• **WHAT TO WORK ON**
Please list every line below that contains the word "blurred", copying each one in full. Only matches with the same capitalization count.

[Collection entries]
--- begin ---

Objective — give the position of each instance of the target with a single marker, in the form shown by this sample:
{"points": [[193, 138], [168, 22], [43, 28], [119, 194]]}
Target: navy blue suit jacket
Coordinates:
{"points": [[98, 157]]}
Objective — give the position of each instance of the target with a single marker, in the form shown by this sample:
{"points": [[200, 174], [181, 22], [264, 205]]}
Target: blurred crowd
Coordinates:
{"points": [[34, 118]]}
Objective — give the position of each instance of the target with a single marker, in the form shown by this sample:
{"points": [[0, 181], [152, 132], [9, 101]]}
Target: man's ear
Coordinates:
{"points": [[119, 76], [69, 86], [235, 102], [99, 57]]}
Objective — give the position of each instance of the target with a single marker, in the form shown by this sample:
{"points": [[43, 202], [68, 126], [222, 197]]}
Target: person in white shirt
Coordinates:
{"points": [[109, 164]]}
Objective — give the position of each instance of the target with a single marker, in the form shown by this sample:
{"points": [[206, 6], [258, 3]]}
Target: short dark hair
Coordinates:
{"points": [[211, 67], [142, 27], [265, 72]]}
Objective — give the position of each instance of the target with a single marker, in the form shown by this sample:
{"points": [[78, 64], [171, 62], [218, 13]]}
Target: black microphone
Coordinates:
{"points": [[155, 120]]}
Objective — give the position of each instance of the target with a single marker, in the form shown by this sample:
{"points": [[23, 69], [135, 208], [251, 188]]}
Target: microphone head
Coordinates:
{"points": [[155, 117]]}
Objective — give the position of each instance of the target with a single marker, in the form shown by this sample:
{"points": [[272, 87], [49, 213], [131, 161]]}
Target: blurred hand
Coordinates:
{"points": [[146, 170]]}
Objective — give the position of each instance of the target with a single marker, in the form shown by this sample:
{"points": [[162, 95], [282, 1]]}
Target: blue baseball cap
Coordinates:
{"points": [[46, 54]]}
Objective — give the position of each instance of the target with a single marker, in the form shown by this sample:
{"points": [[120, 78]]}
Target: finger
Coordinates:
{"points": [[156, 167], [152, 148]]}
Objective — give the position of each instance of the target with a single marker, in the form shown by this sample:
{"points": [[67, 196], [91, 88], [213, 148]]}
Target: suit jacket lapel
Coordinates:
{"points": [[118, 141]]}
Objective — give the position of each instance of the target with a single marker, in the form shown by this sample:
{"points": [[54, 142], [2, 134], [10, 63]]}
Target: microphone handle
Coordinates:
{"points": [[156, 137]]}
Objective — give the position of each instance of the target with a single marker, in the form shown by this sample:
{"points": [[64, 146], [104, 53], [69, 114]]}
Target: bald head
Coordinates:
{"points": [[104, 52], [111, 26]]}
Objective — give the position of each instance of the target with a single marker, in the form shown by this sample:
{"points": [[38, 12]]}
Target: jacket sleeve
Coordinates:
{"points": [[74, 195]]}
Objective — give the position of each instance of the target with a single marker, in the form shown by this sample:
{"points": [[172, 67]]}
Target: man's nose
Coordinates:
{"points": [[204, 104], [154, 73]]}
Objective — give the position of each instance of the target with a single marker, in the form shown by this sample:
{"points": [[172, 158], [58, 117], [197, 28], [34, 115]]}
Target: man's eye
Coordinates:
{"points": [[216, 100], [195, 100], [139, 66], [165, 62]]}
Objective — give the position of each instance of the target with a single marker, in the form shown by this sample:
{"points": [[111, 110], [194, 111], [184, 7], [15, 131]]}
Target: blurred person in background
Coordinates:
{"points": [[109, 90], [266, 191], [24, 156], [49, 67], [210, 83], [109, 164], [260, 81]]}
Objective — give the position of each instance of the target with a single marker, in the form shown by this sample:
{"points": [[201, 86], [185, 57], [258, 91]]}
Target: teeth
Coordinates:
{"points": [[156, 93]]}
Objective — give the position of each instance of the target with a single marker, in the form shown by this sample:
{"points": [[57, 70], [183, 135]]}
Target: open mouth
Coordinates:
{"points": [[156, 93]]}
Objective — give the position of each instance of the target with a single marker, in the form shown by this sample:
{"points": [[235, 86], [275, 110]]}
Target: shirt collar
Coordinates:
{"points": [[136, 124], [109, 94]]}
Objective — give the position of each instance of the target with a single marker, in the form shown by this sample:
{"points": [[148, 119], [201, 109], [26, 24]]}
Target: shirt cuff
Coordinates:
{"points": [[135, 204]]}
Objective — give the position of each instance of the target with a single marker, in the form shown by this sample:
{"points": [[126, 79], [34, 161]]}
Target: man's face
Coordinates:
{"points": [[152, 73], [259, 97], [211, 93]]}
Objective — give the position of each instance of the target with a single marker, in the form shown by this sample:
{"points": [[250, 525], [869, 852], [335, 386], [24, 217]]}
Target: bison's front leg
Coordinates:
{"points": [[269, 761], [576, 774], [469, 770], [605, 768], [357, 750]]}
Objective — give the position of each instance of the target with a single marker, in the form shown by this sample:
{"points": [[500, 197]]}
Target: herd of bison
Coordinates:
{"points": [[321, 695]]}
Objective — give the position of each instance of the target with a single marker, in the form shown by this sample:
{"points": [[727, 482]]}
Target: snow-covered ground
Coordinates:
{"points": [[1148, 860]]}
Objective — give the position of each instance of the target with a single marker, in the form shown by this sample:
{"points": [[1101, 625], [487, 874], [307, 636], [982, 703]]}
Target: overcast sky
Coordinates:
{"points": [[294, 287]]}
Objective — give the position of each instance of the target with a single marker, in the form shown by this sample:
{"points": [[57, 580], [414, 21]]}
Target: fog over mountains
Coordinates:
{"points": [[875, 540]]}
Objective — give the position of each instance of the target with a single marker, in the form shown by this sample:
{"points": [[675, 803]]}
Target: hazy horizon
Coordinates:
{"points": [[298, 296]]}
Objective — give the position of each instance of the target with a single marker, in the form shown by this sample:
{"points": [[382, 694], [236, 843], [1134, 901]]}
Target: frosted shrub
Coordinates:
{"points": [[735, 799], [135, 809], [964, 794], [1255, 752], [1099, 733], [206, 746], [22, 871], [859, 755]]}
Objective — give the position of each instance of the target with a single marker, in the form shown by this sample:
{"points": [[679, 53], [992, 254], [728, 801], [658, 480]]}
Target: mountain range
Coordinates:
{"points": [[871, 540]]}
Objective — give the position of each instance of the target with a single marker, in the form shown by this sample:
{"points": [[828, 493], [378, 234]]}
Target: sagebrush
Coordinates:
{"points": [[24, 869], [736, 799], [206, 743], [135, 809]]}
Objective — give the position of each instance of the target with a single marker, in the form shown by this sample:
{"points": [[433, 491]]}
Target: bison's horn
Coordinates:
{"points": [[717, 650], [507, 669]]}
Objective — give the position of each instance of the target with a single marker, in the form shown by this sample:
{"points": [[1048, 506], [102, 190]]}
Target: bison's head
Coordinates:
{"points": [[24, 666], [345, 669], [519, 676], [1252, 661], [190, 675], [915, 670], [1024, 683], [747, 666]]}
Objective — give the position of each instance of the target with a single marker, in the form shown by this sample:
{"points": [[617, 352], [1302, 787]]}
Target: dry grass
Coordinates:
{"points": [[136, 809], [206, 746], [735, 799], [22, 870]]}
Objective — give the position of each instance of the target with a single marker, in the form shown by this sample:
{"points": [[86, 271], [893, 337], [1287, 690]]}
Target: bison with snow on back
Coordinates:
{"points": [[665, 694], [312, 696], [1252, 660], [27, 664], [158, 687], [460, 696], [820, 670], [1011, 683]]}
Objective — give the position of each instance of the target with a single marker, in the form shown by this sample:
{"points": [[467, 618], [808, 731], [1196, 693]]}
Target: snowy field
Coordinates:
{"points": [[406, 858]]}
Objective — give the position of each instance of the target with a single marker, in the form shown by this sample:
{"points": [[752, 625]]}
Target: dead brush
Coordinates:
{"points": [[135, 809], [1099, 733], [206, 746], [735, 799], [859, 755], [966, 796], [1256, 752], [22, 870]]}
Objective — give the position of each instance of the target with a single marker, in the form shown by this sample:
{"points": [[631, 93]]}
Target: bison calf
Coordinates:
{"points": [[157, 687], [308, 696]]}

--- end ---

• **CORRECT ANSWER**
Target: blurred crowd
Target: blurred hand
Target: blurred person in background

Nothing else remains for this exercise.